**Records for processing:**
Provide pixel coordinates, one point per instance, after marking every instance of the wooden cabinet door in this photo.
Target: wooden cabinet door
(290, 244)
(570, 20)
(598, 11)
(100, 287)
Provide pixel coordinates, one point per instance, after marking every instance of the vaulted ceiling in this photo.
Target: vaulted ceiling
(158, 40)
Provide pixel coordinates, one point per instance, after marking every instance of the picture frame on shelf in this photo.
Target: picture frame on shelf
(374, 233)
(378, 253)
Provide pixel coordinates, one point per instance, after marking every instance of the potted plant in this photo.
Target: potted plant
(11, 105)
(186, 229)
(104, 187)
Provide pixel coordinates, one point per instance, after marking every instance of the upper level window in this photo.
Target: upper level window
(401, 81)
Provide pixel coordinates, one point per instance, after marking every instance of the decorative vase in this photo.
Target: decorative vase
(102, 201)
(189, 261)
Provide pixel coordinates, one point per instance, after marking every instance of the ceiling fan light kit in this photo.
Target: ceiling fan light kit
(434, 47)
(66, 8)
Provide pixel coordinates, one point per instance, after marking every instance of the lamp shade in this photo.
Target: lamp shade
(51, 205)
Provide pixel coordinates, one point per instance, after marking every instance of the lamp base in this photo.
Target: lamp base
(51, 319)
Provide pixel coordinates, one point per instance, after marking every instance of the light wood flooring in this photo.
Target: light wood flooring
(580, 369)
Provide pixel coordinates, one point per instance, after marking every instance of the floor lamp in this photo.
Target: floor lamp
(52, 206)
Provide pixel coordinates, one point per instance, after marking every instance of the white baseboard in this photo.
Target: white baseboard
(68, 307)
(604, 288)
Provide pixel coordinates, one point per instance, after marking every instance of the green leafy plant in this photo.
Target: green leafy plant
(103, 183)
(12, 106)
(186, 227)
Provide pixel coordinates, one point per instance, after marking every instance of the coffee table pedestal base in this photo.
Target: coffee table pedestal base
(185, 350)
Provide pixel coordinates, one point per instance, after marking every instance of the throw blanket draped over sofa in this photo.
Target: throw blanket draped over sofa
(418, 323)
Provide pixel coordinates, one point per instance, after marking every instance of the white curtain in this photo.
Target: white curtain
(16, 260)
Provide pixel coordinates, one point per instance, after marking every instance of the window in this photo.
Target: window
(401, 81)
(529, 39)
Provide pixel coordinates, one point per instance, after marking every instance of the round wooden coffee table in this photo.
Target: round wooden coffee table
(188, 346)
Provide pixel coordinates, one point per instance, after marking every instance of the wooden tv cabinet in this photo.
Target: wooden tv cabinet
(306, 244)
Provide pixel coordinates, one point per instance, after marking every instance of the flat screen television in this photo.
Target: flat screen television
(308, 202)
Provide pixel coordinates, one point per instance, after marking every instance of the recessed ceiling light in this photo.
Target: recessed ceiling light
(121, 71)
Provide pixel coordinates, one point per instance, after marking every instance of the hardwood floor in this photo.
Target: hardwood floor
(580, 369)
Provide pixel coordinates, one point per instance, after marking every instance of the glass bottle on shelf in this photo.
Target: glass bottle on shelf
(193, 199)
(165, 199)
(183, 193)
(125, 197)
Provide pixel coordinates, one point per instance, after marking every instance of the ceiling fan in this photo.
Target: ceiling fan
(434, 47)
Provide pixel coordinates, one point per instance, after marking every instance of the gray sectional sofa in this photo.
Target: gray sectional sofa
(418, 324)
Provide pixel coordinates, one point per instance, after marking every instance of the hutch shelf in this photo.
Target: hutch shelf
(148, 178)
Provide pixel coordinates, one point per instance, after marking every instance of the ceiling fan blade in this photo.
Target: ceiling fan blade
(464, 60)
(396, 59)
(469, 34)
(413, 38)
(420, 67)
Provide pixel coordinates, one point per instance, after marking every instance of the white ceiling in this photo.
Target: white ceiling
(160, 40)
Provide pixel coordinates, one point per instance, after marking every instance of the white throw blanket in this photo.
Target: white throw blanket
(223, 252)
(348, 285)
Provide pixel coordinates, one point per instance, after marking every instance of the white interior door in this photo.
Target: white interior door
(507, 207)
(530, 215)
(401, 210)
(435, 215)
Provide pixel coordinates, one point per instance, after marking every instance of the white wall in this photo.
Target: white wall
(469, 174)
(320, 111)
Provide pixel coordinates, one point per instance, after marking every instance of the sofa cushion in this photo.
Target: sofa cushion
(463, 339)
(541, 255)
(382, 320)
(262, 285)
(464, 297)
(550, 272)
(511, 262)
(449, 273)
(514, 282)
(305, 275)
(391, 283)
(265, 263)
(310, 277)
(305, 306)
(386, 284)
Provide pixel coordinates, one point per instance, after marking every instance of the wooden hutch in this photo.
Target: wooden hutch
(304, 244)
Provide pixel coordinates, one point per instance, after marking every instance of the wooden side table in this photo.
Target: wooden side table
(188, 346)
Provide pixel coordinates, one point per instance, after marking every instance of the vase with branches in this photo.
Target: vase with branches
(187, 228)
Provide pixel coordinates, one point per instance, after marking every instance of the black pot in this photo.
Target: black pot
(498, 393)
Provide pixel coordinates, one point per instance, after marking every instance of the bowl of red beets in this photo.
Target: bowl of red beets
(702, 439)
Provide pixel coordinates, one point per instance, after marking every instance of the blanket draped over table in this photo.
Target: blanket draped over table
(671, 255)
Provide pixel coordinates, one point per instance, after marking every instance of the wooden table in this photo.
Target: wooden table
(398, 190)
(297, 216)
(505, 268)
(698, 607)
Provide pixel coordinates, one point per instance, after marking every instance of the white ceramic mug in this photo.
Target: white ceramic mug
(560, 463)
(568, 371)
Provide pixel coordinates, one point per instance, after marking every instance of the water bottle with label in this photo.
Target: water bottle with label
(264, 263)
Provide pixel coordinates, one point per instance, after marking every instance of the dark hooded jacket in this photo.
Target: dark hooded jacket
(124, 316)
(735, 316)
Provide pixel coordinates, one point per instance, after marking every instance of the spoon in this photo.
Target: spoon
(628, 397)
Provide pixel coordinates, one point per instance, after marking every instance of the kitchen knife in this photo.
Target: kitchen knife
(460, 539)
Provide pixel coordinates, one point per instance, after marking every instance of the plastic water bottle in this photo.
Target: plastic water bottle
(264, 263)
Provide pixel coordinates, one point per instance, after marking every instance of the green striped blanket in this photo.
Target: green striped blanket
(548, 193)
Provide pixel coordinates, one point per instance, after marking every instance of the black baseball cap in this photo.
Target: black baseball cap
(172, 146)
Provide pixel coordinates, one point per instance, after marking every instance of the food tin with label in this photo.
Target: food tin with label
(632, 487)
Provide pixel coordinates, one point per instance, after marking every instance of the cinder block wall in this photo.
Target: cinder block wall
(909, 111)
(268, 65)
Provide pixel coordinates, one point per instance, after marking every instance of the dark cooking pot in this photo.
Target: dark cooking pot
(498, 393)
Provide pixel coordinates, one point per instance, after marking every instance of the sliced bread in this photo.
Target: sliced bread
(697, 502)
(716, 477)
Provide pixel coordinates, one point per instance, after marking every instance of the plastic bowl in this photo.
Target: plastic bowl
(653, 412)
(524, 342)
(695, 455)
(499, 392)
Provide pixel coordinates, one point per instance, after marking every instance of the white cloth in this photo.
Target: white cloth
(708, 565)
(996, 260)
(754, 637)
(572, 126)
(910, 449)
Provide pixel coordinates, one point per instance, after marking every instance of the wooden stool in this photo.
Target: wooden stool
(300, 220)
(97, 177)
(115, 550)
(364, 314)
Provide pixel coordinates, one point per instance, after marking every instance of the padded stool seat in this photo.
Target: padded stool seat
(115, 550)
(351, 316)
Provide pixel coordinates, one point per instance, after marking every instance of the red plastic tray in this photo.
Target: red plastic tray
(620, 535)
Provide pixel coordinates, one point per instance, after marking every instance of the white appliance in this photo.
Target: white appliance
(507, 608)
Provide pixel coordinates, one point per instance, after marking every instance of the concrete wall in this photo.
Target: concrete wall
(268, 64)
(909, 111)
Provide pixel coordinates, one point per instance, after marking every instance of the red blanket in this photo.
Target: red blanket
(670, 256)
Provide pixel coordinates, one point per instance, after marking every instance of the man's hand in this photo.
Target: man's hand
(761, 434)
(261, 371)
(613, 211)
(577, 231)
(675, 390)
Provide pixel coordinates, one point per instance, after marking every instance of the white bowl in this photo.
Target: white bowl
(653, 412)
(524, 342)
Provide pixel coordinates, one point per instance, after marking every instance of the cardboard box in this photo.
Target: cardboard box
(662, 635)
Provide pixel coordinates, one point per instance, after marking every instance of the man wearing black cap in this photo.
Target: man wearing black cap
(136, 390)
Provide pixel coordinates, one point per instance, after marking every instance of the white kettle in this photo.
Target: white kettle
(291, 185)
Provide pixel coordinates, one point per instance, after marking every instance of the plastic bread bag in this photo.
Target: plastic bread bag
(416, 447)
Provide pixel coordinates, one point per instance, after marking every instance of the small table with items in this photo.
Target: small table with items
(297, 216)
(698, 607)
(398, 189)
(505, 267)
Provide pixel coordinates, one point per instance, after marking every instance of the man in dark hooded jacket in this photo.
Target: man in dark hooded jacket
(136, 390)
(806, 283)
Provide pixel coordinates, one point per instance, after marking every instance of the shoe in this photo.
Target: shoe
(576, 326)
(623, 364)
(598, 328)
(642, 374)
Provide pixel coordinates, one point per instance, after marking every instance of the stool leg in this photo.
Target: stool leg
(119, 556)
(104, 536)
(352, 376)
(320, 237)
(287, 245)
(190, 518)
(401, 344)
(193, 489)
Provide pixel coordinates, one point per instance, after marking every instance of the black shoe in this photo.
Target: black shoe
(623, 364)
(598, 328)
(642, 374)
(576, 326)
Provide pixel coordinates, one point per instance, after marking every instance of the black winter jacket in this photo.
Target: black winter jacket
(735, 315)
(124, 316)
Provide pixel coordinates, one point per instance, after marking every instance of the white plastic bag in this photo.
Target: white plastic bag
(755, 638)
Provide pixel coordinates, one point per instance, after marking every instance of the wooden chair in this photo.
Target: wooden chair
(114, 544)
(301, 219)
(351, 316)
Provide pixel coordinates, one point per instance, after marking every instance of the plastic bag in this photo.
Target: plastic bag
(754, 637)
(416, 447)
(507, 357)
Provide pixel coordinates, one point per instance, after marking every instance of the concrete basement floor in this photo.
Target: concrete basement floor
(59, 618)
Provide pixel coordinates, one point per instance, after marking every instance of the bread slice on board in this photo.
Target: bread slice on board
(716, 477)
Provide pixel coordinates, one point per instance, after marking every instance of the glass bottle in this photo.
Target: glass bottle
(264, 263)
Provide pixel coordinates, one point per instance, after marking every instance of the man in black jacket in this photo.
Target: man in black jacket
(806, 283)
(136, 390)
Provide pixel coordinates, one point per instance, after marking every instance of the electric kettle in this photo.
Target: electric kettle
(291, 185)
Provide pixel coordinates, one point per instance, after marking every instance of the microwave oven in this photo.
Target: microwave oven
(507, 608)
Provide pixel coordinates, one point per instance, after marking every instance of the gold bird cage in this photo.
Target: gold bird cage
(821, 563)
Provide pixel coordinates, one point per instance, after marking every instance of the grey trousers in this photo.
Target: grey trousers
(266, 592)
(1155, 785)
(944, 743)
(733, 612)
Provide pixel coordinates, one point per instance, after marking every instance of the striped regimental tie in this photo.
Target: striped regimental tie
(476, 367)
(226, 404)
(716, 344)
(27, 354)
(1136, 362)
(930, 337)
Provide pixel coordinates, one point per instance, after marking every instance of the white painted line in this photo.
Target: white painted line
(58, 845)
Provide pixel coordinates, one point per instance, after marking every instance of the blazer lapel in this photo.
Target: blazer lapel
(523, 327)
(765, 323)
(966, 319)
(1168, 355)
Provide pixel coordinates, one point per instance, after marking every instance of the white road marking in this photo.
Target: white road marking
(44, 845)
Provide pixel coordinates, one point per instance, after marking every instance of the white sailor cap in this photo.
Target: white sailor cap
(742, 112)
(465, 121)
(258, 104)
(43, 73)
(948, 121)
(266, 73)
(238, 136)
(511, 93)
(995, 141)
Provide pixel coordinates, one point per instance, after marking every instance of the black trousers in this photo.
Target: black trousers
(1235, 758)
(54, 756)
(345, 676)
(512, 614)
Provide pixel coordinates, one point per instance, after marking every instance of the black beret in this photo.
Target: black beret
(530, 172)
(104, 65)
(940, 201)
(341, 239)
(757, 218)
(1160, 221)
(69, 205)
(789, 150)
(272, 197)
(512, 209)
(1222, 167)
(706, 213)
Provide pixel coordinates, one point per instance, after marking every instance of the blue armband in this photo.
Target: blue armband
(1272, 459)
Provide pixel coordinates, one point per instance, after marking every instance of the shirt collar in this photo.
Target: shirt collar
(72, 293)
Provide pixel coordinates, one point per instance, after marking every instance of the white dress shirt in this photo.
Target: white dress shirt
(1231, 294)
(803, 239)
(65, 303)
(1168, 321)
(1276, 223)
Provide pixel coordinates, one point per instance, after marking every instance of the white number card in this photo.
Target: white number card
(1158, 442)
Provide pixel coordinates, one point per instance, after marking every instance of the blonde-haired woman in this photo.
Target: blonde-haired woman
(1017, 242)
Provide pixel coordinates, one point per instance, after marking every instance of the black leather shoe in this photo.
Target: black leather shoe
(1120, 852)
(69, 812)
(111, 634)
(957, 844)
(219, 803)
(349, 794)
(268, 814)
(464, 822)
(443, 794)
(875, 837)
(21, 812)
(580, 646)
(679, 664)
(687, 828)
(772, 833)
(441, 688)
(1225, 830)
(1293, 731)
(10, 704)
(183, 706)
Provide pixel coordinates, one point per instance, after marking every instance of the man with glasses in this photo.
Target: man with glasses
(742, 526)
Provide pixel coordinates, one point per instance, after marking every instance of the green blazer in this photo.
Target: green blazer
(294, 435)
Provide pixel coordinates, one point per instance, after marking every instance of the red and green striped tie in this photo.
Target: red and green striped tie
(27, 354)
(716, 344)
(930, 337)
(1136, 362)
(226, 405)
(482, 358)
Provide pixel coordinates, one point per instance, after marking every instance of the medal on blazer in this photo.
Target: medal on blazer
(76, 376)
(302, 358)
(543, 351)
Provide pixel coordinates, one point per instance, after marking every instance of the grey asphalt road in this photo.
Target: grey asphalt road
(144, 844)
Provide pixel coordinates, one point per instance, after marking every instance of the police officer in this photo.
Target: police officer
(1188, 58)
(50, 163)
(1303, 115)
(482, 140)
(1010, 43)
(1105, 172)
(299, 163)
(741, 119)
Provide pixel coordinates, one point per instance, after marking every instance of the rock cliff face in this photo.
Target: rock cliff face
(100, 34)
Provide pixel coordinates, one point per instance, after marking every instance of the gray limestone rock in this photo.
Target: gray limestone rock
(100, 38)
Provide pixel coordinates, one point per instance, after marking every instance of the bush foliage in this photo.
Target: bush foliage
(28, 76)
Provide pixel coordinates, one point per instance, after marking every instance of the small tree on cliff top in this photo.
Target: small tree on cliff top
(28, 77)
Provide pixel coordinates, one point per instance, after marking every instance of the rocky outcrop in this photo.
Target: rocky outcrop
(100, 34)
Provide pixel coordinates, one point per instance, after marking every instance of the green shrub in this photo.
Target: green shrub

**Task objective:**
Write out exactly the lines from the beginning of the material above through the line with "baseboard in this photo.", including both and omitting all others.

**Solved problem:**
Provide pixel coordinates, one point per instance, after marking every instance of the wooden cabinet door in this photo.
Target: wooden cabinet door
(290, 244)
(570, 20)
(598, 11)
(100, 287)
Provide pixel coordinates, one point per instance, after marking every instance of the vaulted ceiling in this photo.
Target: vaulted ceiling
(158, 40)
Provide pixel coordinates, one point per instance, after marking every instance of the picture frame on shelf in this photo.
Target: picture frame on shelf
(374, 233)
(378, 253)
Provide pixel coordinates, one point per instance, after marking every instance of the potted plant in this photo.
Target: potted plant
(11, 105)
(186, 229)
(104, 187)
Provide pixel coordinates, one point per instance, after marking every instance of the upper level window in this photo.
Target: upper level window
(401, 81)
Provide pixel coordinates, one point per instance, after marking every instance of the decorative vase in this photo.
Target: decorative vase
(102, 201)
(189, 261)
Provide pixel coordinates, one point per instance, after marking every instance of the ceiling fan light kit in this photo.
Target: ceiling fan light kit
(434, 47)
(66, 8)
Provide pixel coordinates, one point per instance, after marking every instance of the lamp shade in this photo.
Target: lamp shade
(51, 205)
Provide pixel coordinates, one point per instance, after marking every instance of the lamp base in this photo.
Target: lamp base
(51, 319)
Provide pixel coordinates, one point per instance, after marking every instance of the light wood flooring in this photo.
Target: light wood flooring
(580, 369)
Provide pixel coordinates, one point per instance, after marking every instance of the floor lamp in this photo.
Target: floor lamp
(52, 206)
Provide pixel coordinates, one point per instance, after marking every instance of the white baseboard in this photo.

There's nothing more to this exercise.